> [Dataset content]
◇ ◇ ◇ ◇ ◇ ◇ ◇

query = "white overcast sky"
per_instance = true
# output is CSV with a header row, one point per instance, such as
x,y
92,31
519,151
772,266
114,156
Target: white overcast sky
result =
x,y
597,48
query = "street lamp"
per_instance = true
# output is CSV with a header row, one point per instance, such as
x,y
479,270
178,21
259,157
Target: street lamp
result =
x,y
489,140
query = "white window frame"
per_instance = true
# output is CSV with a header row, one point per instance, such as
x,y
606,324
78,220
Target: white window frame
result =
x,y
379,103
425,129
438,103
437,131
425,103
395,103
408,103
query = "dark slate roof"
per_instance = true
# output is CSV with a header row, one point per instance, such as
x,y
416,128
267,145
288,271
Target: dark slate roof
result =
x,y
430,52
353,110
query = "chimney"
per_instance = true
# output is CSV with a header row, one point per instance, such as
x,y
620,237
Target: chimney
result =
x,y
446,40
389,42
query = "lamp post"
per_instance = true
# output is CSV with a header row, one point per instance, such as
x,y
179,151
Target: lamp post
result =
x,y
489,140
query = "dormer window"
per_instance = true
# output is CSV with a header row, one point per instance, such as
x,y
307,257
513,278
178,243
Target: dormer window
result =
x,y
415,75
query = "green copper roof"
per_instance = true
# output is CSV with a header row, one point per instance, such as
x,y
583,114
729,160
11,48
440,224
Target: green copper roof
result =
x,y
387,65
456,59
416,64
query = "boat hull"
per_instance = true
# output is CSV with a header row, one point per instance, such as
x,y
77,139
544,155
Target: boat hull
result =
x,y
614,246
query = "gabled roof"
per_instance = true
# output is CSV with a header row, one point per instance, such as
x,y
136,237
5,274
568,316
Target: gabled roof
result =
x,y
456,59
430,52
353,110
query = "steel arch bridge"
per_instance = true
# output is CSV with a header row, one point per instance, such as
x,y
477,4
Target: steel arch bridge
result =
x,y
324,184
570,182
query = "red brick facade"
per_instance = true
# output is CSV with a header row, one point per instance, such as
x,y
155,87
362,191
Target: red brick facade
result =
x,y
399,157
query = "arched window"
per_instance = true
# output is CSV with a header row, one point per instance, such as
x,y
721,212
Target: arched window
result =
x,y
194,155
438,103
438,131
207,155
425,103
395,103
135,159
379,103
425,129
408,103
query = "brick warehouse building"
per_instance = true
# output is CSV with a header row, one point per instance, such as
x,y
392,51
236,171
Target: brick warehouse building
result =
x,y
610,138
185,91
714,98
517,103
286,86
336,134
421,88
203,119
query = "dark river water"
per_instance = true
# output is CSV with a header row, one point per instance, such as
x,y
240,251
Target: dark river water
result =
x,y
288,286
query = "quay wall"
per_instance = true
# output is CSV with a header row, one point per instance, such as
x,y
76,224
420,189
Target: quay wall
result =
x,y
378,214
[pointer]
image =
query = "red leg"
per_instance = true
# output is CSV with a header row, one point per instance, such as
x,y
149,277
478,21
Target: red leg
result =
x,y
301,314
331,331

◇ ◇ ◇ ◇ ◇ ◇ ◇

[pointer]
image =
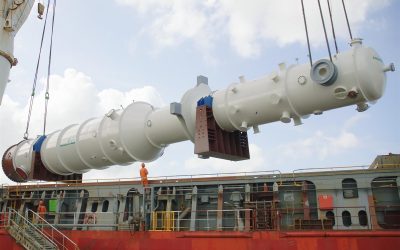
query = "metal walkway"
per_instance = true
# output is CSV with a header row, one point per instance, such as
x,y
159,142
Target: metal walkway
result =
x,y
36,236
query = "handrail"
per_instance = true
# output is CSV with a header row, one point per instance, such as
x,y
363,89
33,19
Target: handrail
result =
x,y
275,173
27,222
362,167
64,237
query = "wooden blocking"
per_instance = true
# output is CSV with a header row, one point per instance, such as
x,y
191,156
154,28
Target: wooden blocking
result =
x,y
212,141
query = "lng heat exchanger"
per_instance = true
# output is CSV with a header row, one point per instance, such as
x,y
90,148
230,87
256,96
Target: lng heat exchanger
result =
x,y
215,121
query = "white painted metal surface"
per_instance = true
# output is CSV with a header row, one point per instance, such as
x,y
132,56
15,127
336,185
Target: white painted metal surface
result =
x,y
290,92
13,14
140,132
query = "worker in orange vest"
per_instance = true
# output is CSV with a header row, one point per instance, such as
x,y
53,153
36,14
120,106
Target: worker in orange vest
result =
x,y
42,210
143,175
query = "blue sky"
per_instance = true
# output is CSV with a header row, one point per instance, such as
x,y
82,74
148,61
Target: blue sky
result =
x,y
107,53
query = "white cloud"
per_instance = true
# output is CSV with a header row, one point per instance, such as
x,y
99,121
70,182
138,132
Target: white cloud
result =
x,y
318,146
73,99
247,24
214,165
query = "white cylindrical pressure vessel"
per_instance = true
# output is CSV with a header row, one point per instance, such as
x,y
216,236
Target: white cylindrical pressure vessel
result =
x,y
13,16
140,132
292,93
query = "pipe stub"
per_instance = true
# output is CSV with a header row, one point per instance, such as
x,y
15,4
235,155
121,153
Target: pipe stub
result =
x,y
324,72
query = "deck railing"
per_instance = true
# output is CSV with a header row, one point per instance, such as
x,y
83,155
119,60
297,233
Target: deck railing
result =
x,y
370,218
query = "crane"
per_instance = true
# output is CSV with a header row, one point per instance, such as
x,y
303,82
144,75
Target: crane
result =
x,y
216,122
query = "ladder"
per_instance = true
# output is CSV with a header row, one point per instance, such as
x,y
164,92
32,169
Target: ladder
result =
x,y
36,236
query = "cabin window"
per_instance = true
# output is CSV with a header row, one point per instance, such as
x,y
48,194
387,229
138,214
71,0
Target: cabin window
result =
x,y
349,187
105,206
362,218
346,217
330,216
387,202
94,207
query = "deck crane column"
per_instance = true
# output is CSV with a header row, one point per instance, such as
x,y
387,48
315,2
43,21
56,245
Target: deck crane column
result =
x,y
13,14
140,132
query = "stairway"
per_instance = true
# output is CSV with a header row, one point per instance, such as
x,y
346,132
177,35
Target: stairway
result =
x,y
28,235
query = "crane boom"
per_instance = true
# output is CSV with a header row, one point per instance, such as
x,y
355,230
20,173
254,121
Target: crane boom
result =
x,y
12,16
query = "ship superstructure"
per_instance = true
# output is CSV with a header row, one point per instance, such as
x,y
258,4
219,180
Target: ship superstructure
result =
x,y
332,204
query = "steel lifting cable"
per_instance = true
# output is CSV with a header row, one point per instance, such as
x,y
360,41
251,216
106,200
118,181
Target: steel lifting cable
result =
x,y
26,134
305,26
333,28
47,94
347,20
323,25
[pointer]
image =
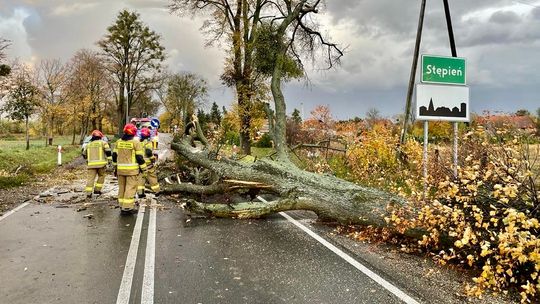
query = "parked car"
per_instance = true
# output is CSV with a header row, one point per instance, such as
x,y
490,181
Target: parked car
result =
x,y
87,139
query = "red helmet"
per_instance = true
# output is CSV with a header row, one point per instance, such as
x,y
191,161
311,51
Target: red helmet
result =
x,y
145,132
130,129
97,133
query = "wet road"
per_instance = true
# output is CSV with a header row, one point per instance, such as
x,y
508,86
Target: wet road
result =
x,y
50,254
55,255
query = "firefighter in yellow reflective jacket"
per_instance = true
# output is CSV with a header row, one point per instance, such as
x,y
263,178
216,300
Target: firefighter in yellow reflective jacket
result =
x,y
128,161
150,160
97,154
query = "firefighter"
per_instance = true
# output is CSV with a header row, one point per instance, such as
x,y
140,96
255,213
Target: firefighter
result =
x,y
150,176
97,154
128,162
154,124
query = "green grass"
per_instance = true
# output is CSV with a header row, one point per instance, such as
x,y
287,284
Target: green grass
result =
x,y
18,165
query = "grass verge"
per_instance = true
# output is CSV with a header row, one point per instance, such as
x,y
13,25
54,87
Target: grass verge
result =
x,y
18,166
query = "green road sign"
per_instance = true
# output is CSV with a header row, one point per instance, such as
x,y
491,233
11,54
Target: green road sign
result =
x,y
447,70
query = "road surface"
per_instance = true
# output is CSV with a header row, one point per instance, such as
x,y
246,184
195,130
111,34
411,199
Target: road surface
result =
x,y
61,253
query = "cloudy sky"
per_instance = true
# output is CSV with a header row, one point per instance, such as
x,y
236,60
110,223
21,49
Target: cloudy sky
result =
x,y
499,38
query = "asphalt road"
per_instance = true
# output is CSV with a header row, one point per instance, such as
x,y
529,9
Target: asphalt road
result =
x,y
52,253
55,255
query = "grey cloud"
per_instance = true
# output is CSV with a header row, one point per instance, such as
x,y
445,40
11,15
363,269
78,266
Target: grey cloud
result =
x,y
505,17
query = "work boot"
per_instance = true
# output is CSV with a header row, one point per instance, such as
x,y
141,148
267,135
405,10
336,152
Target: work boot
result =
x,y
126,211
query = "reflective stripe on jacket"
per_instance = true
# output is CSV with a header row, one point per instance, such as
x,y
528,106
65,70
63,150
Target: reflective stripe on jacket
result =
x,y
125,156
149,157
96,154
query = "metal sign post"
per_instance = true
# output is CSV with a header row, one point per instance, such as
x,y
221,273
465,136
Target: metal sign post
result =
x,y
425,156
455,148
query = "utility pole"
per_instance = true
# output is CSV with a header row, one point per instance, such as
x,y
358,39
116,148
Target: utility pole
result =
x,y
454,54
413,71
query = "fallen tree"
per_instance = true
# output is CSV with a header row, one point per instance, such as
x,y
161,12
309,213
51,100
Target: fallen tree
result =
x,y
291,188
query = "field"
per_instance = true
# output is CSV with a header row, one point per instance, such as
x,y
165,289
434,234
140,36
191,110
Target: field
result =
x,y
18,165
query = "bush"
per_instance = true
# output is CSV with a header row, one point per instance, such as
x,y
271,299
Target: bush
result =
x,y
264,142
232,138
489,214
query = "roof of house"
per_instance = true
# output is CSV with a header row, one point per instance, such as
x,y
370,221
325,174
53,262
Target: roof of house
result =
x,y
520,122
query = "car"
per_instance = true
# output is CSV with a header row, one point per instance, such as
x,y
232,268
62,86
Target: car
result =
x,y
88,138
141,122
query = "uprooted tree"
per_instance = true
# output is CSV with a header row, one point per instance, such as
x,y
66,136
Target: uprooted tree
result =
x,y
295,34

◇ ◇ ◇ ◇ ◇ ◇ ◇

> [Task prompt] Each line from the material above that mentions the word "lamp" needs to be copied.

> [Answer below]
query = "street lamp"
Target: street lamp
query = "lamp post"
Target: lamp post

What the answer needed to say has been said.